STATED EXERCISE 1 » From the Metamath page on theorem ssficl, print the part that begins with the words "Metamath Proof Explorer" and stops after the words "by RP, 3-Jan-2020)", without changing anything.
STATED EXERCISE 2 » Carry on the Metamath page on theorem ssficl from its last line shown.

Metamath Proof Explorer


Theorem ssficl

Description: The class of all subsets of a class has the finite intersection property. (Contributed by RP, 1-Jan-2020) (Proof shortened by RP, 3-Jan-2020)

Ref Expression
Hypothesis ssficl.a
|- A = { z | z C_ B }
Assertion ssficl
|- A. x e. A A. y e. A ( x i^i y ) e. A

Proof

Step Hyp Ref Expression
1 ssficl.a
 |-  A = { z | z C_ B }
2 vex
 |-  x e. _V
3 2 inex1
 |-  ( x i^i y ) e. _V
4 sseq1
 |-  ( z = ( x i^i y ) -> ( z C_ B <-> ( x i^i y ) C_ B ) )

SUPPLIED RECORDS »
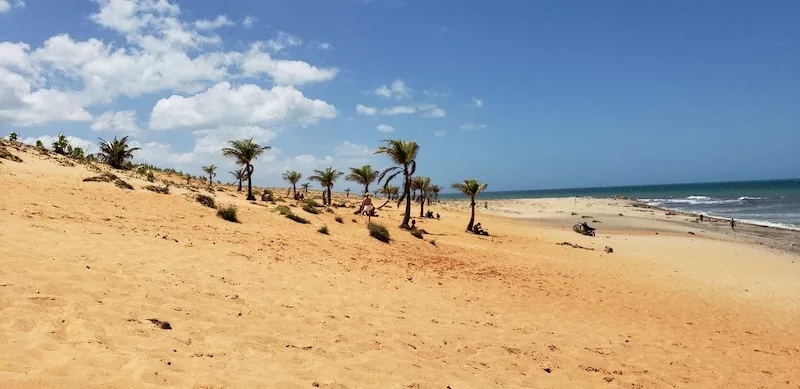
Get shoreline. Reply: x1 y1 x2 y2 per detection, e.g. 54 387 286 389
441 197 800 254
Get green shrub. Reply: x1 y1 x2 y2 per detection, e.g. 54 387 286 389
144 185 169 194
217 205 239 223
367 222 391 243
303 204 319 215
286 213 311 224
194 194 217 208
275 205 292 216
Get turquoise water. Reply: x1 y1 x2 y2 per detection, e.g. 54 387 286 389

--

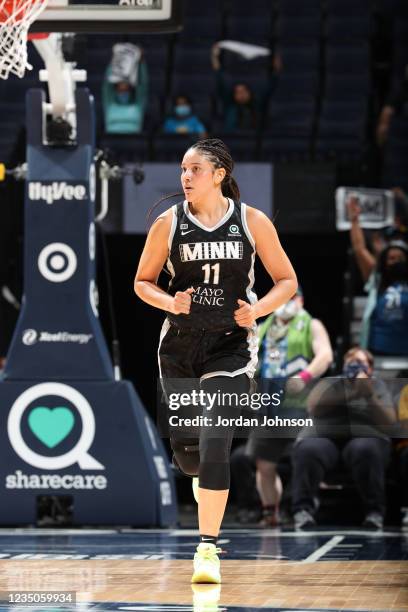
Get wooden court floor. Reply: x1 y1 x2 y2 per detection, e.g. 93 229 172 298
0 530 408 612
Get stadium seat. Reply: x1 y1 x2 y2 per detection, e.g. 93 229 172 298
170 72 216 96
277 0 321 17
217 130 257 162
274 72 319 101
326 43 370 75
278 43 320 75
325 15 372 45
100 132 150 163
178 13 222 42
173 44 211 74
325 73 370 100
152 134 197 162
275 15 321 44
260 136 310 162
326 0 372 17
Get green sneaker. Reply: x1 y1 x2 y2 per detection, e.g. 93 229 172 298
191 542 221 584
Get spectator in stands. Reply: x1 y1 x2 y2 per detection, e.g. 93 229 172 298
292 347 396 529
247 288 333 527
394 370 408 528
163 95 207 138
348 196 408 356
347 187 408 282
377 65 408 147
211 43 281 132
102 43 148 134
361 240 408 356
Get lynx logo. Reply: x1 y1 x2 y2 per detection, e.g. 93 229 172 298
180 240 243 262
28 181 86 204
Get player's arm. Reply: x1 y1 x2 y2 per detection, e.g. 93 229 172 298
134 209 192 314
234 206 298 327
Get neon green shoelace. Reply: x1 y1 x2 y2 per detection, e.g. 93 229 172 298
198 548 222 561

---

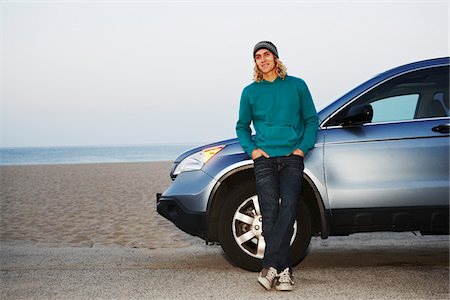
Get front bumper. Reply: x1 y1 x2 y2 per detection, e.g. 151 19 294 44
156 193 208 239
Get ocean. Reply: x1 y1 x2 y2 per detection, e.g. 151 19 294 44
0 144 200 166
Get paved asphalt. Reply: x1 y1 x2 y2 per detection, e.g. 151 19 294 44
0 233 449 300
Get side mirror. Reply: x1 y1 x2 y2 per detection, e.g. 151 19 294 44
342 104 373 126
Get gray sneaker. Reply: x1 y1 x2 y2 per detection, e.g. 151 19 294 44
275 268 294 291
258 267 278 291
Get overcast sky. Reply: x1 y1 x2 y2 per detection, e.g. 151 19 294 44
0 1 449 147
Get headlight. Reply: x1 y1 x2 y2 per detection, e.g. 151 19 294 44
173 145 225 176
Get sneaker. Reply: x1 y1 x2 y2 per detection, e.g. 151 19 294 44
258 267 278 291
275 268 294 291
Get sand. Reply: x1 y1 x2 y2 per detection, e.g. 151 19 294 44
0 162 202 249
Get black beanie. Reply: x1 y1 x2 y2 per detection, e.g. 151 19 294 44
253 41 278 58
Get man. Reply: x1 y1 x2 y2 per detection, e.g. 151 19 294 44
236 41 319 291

RESPONSE 1 »
Metamath Proof Explorer


Theorem ssficl

Description: The class of all subsets of a class has the finite intersection property. (Contributed by RP, 1-Jan-2020) (Proof shortened by RP, 3-Jan-2020)

RESPONSE 2 »
5 sseq1
 |-  ( z = x -> ( z C_ B <-> x C_ B ) )
6 sseq1
 |-  ( z = y -> ( z C_ B <-> y C_ B ) )
7 ssinss1
 |-  ( x C_ B -> ( x i^i y ) C_ B )
8 7 adantr
 |-  ( ( x C_ B /\ y C_ B ) -> ( x i^i y ) C_ B )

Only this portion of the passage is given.